That tells OpenSSL to decrypt instead of encrypt.

So the encryption command locks the file:

openssl enc -aes-256-cbc

And the decryption command unlocks it:

openssl enc -d -aes-256-cbc

The password, PBKDF2 setting, iteration count, and cipher method need to match. If the wrong password is entered, OpenSSL cannot correctly recreate the key needed to decrypt the file.

That is why password handling matters. The script can protect the file, but it cannot recover a forgotten password.

Why I Added a Spinner

Encryption and decryption can take a few seconds, especially with larger files. Without any feedback, the script can look frozen.

So I added a simple spinner animation:

spinner() {
    local pid="$1"
    local message="$2"
    local spin='|/-\'

    while kill -0 "$pid" 2>/dev/null; do
        for ((i=0; i<${#spin}; i++)); do
            printf "\r[%c] %s" "${spin:$i:1}" "$message"
            sleep 0.1
        done
    done

    wait "$pid"
    local status=$?

    printf "\r"

    return "$status"
}

This is not a real progress bar. It does not know if the encryption is 10%, 50%, or 90% complete.

It simply tells the user, “The script is still working.”

The spinner works because the OpenSSL command runs in the background:

{
    printf '%s\n' "$password" | openssl enc -aes-256-cbc -salt -pbkdf2 -iter 100000 \
        -in "$input_file" \
        -out "$output_file" \
        -pass stdin
} &

The & runs the command in the background.

**Short task 1**
According to the OpenSSL excerpt, which settings must match between encryption and decryption? Name each one.
The entries below the OpenSSL excerpt are unrelated to it.

**Given entries**
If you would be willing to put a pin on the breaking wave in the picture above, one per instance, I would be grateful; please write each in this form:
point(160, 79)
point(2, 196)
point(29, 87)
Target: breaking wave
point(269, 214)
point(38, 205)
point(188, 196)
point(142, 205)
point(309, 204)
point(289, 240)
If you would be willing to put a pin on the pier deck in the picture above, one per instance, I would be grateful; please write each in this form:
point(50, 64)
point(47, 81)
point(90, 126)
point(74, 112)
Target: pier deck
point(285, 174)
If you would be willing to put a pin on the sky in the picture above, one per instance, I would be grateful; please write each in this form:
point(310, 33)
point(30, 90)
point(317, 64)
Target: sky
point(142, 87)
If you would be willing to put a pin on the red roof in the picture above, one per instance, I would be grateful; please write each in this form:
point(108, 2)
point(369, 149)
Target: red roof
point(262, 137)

**Short task 2**
List every line of the entries that contains the string "write". Matching is case-sensitive.

**Finished answer 1**
- The password
- The PBKDF2 setting
- The iteration count
- The cipher method

**Finished answer 2**
If you would be willing to put a pin on the breaking wave in the picture above, one per instance, I would be grateful; please write each in this form:
If you would be willing to put a pin on the pier deck in the picture above, one per instance, I would be grateful; please write each in this form:
If you would be willing to put a pin on the sky in the picture above, one per instance, I would be grateful; please write each in this form:
If you would be willing to put a pin on the red roof in the picture above, one per instance, I would be grateful; please write each in this form:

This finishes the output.